After Eighteen Years Hospice Remains Caregiver’s Passion

“Good Sam” President Sue Ranson.

As a nursing assistant working her way through school in the 1970s, Sue Ranson took care of a patient who was dying.  “He had a lot of tubes” and “halfway through the night . . . I walked in and just leaned over and said, ‘Is there anything I can do?’  He very faintly said, ‘Take them out.’  He kind of waved his hand, and that made me very nervous.”  Not knowing what to do, Ranson summoned the nurse in charge that evening.

Ranson recounts that, “She basically berated him for that comment and said, ‘You need to help us get you well.  We’re going to get you home.  Your family—they’ll want to get you home.’  And even in my naivety about health care and certainly about end of life, I knew that that wasn’t what was going to happen with the gentleman.  And so, I think from that very first experience, I came to the conclusion we had to do better—that this was not a dignified death.  And I believe that people can have dignified deaths anywhere—even in the hospital.”

In the early 1990s Ranson was asked to be a co-founder of Good Samaritan Hospice.  Two-and-half years later, when the president of Good Sam (as the facility is also known) decided to leave that position, Ranson took over the reins and never looked back.  Eighteen years later she says “it’s still my passion.”

Located on Electric Road in southwest Roanoke County, Good Sam is dedicated to providing “aggressive comfort care” to those patients— elderly, children, babies, or teenagers—who have reached a point in their illness where either a cure is more harmful than beneficial, or the patient or their family decides it’s not what they want, and have chosen to focus instead on comfort and quality of life. The patient must also have an attending physician to direct the hospice team’s treatment of the patient, and reside within the service area the hospice covers, and be focused primarily on living their remaining time comfortably.

“They can change that anytime, Ranson says. “We have patients who will have hospice for awhile and then they might read of a new treatment and they can always get out of hospice and go and have that treatment.  But many times patients, by the time they come to us, have had all the curative or potentially curative treatments that are out there and they’re ready for quality of life.”
········
> [Required action A]
In the hospice article, turn the paragraph beginning "Located on Electric Road" into a short bulleted list that keeps its main facts.
> [Required action B]
According to the hospice article, when was Sue Ranson asked to help found Good Samaritan Hospice?
> [Required action C]
Carry on the article about Sue Ranson and Good Samaritan Hospice from its last sentence.

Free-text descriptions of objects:
········
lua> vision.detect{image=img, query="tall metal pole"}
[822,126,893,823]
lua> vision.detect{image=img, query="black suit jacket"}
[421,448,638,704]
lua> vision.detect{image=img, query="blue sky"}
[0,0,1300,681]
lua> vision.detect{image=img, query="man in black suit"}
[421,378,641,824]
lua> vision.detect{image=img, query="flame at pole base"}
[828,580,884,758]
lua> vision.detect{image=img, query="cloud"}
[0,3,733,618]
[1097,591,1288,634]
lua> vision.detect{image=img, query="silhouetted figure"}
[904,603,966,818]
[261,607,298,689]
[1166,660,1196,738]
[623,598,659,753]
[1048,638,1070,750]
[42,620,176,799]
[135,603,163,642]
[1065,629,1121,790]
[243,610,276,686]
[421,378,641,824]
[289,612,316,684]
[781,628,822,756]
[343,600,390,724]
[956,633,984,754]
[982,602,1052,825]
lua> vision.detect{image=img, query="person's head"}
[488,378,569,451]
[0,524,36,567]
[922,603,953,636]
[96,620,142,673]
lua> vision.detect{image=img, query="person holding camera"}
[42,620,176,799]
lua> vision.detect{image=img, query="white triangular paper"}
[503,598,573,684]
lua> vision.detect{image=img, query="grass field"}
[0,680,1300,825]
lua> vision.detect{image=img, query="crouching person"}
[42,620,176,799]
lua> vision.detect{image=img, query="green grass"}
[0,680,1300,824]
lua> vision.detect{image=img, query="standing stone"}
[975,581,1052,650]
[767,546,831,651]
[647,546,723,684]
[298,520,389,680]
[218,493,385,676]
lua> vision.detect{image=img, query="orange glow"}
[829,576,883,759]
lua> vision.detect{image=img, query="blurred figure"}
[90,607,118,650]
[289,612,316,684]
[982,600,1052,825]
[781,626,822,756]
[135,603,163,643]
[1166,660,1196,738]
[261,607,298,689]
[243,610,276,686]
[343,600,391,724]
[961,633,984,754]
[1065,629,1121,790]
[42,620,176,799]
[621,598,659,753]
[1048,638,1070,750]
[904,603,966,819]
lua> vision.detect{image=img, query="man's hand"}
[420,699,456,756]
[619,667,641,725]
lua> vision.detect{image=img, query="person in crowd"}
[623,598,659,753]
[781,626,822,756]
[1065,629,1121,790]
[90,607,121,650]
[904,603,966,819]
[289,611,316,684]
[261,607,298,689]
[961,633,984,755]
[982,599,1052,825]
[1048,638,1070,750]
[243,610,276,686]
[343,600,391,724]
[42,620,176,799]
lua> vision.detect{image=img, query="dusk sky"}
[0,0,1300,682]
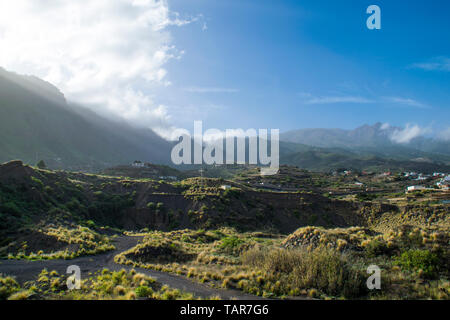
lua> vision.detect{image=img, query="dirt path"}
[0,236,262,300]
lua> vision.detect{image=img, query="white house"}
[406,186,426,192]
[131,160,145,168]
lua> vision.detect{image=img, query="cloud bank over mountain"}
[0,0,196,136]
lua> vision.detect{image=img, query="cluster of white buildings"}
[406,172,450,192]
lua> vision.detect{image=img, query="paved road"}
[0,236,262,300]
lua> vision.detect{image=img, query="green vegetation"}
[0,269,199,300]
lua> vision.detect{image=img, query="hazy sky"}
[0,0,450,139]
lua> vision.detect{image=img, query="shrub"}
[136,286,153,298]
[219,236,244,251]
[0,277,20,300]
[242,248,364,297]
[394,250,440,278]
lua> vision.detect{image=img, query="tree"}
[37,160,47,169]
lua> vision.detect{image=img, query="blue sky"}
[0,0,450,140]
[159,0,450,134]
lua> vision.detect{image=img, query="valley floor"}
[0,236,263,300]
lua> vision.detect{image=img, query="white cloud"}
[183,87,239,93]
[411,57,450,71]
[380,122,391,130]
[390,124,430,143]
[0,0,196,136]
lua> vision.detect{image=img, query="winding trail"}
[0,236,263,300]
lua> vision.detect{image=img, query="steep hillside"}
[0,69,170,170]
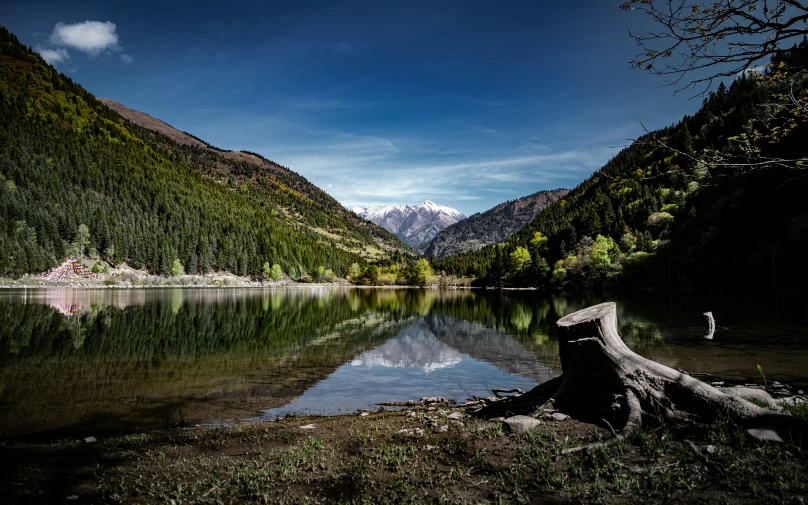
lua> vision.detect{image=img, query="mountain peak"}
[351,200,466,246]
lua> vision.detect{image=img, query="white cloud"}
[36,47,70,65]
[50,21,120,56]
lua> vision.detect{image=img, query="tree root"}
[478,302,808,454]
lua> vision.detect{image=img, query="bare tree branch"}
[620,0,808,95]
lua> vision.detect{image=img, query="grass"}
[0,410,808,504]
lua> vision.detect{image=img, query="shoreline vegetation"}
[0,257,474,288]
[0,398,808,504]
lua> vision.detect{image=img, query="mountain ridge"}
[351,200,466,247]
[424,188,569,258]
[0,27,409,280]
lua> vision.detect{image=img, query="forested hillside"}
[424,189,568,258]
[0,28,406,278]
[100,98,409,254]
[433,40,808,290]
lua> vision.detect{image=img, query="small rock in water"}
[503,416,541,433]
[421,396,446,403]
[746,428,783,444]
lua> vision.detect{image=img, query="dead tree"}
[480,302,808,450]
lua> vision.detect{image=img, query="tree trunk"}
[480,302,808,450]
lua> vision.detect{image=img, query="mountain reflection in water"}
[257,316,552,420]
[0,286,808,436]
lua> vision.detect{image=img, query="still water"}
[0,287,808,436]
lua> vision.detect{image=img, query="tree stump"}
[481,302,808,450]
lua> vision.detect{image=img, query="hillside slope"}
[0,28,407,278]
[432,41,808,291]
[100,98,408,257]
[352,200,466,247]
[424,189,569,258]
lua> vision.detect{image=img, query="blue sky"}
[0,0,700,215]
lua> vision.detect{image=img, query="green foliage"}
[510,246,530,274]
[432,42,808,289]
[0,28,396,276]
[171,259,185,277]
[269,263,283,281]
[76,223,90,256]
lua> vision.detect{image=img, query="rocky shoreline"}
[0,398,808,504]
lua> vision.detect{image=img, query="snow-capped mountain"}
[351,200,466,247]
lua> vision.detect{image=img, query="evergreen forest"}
········
> [Response A]
- Good Sam is on Electric Road in southwest Roanoke County.
- It provides "aggressive comfort care" to patients of any age: elderly people, children, babies and teenagers.
- It serves patients whose illness has reached a point where a cure would do more harm than good, or who (or whose family) no longer want a cure. These patients have chosen to focus on comfort and quality of life.
- Patients must have an attending physician to direct the hospice team's treatment.
- Patients must live within the hospice's service area.
- Patients must be focused mainly on living their remaining time comfortably.

> [Response B]
In the early 1990s.

> [Response C]
Contrary to what people may think, hospice patients don’t receive care in an in-patient facility.  “About two-thirds to three-fourths of our patients live in their own homes,” Ranson explains, while others reside in such facilities as nursing homes, assisted living facilities, and adult homes.  “So really wherever that patient lives is considered their residence, and we go to them.  That’s kind of the beauty of hospice . . . our whole team (social workers, nurses, chaplains, nursing assistants, physicians) will go to wherever that patient is. Some of our referrals come from doctors’ offices, some come from nursing homes, and some come from patients and families themselves.  Our first introduction to that patient is always to go out and have a meeting and sit down and [ask] what questions do you have about hospice, what kind of goals do you have, what are you looking for that we might be able to help you with?”

When it comes to funding Good Sam, Ranson says that about 80 to 85 percent of it “comes from Medicare because most of our patients are elderly or have Medicaid.”  The latter also has a hospice benefit to it.  A good portion of their patients have insurance that will now cover hospice.

She adds, “Sometimes we get patients who have no reimbursement, and that’s OK.  As a non-profit, we take donations to help us provide services to patients who can’t pay.  We never want payment to get in the way of somebody having a hospice.  If they need hospice, they will get hospice care. We provide all the medications that the person needs related to their terminal illness [and] all the equipment.”

Ranson feels that hospice is “normalizing” the concept of dying at home.  “We are saying, ‘There are alternatives.’  You don’t have to be in a hospital if you don’t want to be. We’re the people that can bring you home.”

Further information about Good Samaritan Hospice can be obtained by calling toll free at (888) 466-7807, in the Roanoke Valley at (540) 776-0198, in the New River Valley at (540) 381-3171, or online at www.goodsamhospice.org.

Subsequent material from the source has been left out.